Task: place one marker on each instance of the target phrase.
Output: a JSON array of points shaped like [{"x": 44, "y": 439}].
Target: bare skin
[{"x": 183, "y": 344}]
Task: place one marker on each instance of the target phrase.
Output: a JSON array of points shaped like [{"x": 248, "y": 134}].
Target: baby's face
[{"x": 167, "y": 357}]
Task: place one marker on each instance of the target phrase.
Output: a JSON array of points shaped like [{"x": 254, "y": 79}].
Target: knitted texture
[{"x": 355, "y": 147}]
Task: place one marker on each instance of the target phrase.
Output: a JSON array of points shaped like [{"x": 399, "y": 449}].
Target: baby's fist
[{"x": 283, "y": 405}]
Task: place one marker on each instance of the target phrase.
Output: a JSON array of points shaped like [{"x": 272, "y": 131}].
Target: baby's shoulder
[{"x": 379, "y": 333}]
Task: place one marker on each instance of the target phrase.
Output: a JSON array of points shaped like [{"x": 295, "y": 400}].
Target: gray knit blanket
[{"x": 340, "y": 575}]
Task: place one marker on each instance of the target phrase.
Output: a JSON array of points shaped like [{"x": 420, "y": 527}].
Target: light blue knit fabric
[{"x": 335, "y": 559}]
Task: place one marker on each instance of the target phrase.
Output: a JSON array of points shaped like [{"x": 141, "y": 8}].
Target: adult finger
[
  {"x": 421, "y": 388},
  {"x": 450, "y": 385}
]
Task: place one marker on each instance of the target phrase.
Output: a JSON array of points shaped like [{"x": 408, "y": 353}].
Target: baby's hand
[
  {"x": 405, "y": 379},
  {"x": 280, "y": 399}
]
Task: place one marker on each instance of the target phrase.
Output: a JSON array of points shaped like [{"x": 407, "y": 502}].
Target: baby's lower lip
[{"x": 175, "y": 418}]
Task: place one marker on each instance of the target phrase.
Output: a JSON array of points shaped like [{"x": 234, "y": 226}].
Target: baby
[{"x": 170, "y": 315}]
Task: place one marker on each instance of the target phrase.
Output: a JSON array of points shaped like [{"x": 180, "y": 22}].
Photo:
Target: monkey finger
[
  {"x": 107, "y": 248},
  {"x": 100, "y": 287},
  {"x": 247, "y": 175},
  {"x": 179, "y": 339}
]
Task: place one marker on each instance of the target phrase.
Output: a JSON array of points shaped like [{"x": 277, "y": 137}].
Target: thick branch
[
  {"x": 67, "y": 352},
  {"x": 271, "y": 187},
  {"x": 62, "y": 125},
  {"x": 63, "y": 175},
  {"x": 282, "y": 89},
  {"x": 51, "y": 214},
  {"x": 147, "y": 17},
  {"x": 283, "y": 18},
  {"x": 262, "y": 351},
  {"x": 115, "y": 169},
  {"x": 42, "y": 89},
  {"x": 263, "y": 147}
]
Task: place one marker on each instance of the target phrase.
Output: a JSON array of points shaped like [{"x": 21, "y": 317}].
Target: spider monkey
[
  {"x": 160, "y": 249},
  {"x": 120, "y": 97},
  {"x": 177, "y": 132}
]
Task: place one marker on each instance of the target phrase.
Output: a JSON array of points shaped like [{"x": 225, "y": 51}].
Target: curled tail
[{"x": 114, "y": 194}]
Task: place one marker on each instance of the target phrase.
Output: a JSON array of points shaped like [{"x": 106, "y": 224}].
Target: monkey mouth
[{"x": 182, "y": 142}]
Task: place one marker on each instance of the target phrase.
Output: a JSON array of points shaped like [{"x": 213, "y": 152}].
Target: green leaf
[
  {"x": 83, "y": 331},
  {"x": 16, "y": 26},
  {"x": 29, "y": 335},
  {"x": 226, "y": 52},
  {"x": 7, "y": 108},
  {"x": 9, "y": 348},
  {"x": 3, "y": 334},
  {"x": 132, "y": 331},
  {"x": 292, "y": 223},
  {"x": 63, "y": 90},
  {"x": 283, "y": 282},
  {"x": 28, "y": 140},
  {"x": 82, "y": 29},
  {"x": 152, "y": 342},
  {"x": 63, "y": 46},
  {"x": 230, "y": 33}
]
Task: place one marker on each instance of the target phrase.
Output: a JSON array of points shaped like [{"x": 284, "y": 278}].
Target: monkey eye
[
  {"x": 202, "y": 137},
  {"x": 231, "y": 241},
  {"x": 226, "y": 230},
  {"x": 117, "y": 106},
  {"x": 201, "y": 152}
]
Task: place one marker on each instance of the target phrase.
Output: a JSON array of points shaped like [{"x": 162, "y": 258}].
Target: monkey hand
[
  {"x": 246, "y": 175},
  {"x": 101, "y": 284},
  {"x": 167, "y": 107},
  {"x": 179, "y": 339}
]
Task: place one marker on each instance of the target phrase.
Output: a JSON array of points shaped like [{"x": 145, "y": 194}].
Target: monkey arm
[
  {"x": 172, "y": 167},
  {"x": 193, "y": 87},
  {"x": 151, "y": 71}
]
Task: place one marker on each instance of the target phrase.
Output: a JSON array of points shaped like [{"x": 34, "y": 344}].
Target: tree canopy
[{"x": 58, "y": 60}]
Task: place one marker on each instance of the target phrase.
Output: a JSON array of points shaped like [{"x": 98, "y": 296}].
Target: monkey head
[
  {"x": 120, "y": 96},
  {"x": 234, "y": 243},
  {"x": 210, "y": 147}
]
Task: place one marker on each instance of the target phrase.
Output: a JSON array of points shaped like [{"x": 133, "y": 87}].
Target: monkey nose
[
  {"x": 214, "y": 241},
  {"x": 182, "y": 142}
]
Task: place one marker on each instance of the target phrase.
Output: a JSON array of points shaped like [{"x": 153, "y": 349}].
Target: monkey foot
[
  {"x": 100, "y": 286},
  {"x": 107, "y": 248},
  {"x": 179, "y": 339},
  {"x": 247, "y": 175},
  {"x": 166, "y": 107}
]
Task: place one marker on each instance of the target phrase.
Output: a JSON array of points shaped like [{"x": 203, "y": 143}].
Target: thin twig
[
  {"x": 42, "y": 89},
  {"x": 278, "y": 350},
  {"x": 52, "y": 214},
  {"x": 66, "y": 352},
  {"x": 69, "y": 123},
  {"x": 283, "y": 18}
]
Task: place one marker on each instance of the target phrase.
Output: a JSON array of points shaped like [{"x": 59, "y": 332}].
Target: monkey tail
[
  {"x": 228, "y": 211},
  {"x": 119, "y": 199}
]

+---+

Repeat every line of the material exactly as given.

The solution -
Task: place one marker on each instance of the target phrase.
Output: a JSON array of points shaped like [{"x": 44, "y": 439}].
Target: bare skin
[{"x": 183, "y": 344}]
Task: place one marker on each instance of the target phrase.
Output: a JSON array of points shaped like [{"x": 248, "y": 134}].
Target: baby's face
[{"x": 167, "y": 357}]
Task: place one marker on each instance of the target phrase.
Output: a JSON array of points shaped like [{"x": 254, "y": 79}].
Target: knitted texture
[{"x": 355, "y": 147}]
Task: place one marker on each instance of the target phrase.
Output: a JSON array of points shaped like [{"x": 399, "y": 449}].
Target: baby's fist
[{"x": 283, "y": 405}]
Task: place one marker on each instance of the target phrase.
Output: a JSON array of points shaped like [{"x": 272, "y": 131}].
Target: baby's shoulder
[{"x": 379, "y": 333}]
Task: place one marker on each instance of the target phrase.
Output: a JSON array of points shaped like [{"x": 295, "y": 400}].
Target: gray knit blanket
[{"x": 340, "y": 575}]
Task: place one marker on each instance of the target phrase.
Output: a JSON array of points shaped like [{"x": 420, "y": 527}].
Target: light blue knit fabric
[{"x": 335, "y": 559}]
Task: place one marker on each instance of the target phrase.
Output: a JSON array of points shaped like [{"x": 141, "y": 8}].
Target: adult finger
[
  {"x": 421, "y": 388},
  {"x": 450, "y": 385}
]
Task: place one marker on each instance of the target phrase.
Output: a JSON array of points shaped like [{"x": 408, "y": 353}].
Target: baby's hand
[
  {"x": 405, "y": 379},
  {"x": 280, "y": 399}
]
Task: place one marker on each instance of the target phrase.
Output: a JSON array of points shaped like [{"x": 407, "y": 502}].
Target: baby's lower lip
[{"x": 175, "y": 418}]
Task: place one marker on each instance of the target phrase.
Output: a JSON array of points shaped like [{"x": 234, "y": 226}].
Target: baby
[{"x": 170, "y": 315}]
Task: place one marker on each instance of the target phrase.
Output: a JSON array of points shaped like [{"x": 180, "y": 22}].
Photo:
Target: monkey finger
[
  {"x": 107, "y": 248},
  {"x": 100, "y": 287},
  {"x": 247, "y": 175},
  {"x": 179, "y": 339}
]
Task: place one marker on each instance of the target phrase.
Output: a JSON array of points shaped like [{"x": 277, "y": 137}].
Target: thick branch
[
  {"x": 67, "y": 352},
  {"x": 271, "y": 187},
  {"x": 62, "y": 125},
  {"x": 63, "y": 175},
  {"x": 282, "y": 89},
  {"x": 51, "y": 214},
  {"x": 147, "y": 17},
  {"x": 283, "y": 18},
  {"x": 262, "y": 351},
  {"x": 115, "y": 169},
  {"x": 42, "y": 89},
  {"x": 263, "y": 147}
]
Task: place one marker on each instance of the target phrase.
Output: a JSON array of points shaped like [{"x": 21, "y": 317}].
Target: spider monkey
[
  {"x": 160, "y": 249},
  {"x": 120, "y": 97},
  {"x": 177, "y": 132}
]
Task: place one marker on each instance of the target phrase.
Output: a JSON array of points shaped like [{"x": 225, "y": 51}].
Target: curled tail
[{"x": 114, "y": 194}]
Task: place one marker on each instance of the target phrase.
Output: a JSON array of points shaped like [{"x": 106, "y": 224}].
Target: monkey mouth
[{"x": 182, "y": 142}]
Task: place one marker on each instance of the target phrase.
Output: a JSON array of points shaped like [{"x": 213, "y": 152}].
Target: green leaf
[
  {"x": 83, "y": 331},
  {"x": 16, "y": 26},
  {"x": 29, "y": 335},
  {"x": 226, "y": 52},
  {"x": 7, "y": 108},
  {"x": 9, "y": 348},
  {"x": 3, "y": 334},
  {"x": 132, "y": 331},
  {"x": 292, "y": 223},
  {"x": 63, "y": 90},
  {"x": 283, "y": 282},
  {"x": 28, "y": 140},
  {"x": 82, "y": 29},
  {"x": 152, "y": 342},
  {"x": 63, "y": 46},
  {"x": 230, "y": 33}
]
Task: place one marker on each instance of the target phrase.
Output: a JSON array of points shaped like [{"x": 284, "y": 278}].
Target: monkey eye
[
  {"x": 202, "y": 137},
  {"x": 231, "y": 241},
  {"x": 226, "y": 230},
  {"x": 117, "y": 106},
  {"x": 201, "y": 152}
]
Task: place one marker on each instance of the target phrase.
Output: a JSON array of points shaped like [{"x": 162, "y": 258}].
Target: monkey hand
[
  {"x": 246, "y": 175},
  {"x": 101, "y": 284},
  {"x": 167, "y": 107},
  {"x": 179, "y": 339}
]
Task: place one marker on each instance of the target phrase.
Output: a JSON array of points shaped like [{"x": 145, "y": 194}].
Target: monkey arm
[
  {"x": 172, "y": 167},
  {"x": 193, "y": 87},
  {"x": 151, "y": 71}
]
Task: place one marker on each instance of the target phrase.
Output: a JSON array of points shaped like [{"x": 34, "y": 344}].
Target: tree canopy
[{"x": 58, "y": 60}]
Task: place one marker on each instance of the target phrase.
Output: a JSON array of points shaped like [{"x": 98, "y": 296}].
Target: monkey head
[
  {"x": 120, "y": 96},
  {"x": 234, "y": 243},
  {"x": 210, "y": 147}
]
Task: place one marker on each instance of the target phrase.
Output: a JSON array of points shaped like [{"x": 133, "y": 87}].
Target: monkey nose
[
  {"x": 214, "y": 241},
  {"x": 182, "y": 142}
]
Task: place one marker on each instance of the target phrase.
Output: a JSON array of points shaped like [{"x": 153, "y": 349}].
Target: monkey foot
[
  {"x": 100, "y": 286},
  {"x": 107, "y": 248},
  {"x": 179, "y": 339},
  {"x": 247, "y": 175},
  {"x": 166, "y": 107}
]
Task: place one marker on each instance of the target phrase.
Output: a JSON array of points shaped like [{"x": 203, "y": 143}].
Target: thin twig
[
  {"x": 42, "y": 89},
  {"x": 278, "y": 350},
  {"x": 52, "y": 214},
  {"x": 66, "y": 352},
  {"x": 69, "y": 123},
  {"x": 283, "y": 18}
]
Task: place one marker on each instance of the target phrase.
Output: a JSON array of points shaped like [{"x": 59, "y": 332}].
Target: monkey tail
[
  {"x": 228, "y": 211},
  {"x": 119, "y": 199}
]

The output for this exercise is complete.